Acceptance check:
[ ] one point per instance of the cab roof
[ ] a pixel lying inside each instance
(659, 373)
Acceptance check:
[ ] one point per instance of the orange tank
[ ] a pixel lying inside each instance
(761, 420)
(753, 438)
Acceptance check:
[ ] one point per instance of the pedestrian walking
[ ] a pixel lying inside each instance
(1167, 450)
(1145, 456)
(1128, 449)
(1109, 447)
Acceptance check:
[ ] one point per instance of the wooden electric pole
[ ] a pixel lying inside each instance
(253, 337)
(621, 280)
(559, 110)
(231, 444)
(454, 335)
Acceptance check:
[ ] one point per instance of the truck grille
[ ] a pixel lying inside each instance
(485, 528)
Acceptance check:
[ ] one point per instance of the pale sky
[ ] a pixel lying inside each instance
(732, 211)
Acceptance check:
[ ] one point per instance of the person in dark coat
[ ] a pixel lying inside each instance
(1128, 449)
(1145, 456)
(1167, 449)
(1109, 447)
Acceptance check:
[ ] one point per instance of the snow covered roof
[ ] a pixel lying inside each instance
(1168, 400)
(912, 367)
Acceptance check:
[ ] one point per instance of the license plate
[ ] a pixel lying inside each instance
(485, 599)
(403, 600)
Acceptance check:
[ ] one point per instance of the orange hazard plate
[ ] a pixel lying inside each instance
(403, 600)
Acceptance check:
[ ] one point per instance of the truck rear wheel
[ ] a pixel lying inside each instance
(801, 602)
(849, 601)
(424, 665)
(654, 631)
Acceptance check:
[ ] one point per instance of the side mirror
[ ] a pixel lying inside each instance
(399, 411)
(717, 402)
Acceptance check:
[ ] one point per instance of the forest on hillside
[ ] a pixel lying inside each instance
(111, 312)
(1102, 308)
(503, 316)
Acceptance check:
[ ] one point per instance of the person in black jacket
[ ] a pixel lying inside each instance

_Exercise instructions_.
Retype every record above exactly.

_Answer space_.
Acceptance check:
[ ] one point per instance of the cab roof
[ ] a pixel lying inside each instance
(659, 373)
Acceptance check:
[ ] one point per instance of the orange tank
[ ] a pixel lying inside each instance
(761, 420)
(753, 438)
Acceptance check:
[ ] one point per instance of the pedestrian walking
[ ] a pixel lying inside each instance
(1167, 450)
(1145, 456)
(1128, 449)
(1109, 447)
Acceptance check:
[ ] one point per instance of the wooden electric pole
[ ] a pixel lying inside each instance
(253, 337)
(621, 280)
(559, 110)
(231, 444)
(454, 335)
Acceptance check:
[ ] one point per instance of the truck grille
[ ] a pixel lying inside each instance
(485, 528)
Acceptance check:
[ ] one point per instance of the pale sky
[ ] a pixel lying inside each instance
(732, 211)
Acceptance check:
[ ] one point per instance of the person in dark coat
[ ] a pixel lying inside each instance
(1128, 449)
(1145, 456)
(1167, 449)
(1109, 447)
Acceptance check:
[ ] one point per instance of the snow covered roof
[ ] a pixel lying inside each instance
(1168, 400)
(912, 367)
Acceptance check:
[ ] one point per instance of the license plate
[ ] a pixel lying inside each instance
(485, 599)
(403, 600)
Acceptance check:
[ ] one point per instance of the orange hazard plate
[ ] a pixel lying inside each instance
(403, 600)
Acceptance check:
[ ] one point per instance of the truck rear wheel
[ ] a pixel lying inside each instance
(801, 602)
(849, 601)
(424, 665)
(654, 631)
Acceptance check:
[ ] one point per instance of the side mirror
[ ] a pixel lying inside each instance
(399, 411)
(717, 402)
Acceptance check:
[ ] one point per instance of the forest on hillside
[ ] a pixel lying inside each instance
(111, 312)
(1102, 308)
(503, 316)
Acceptance check:
[ ] one point per instance of the person in black jacket
[ ] a pixel lying inside each instance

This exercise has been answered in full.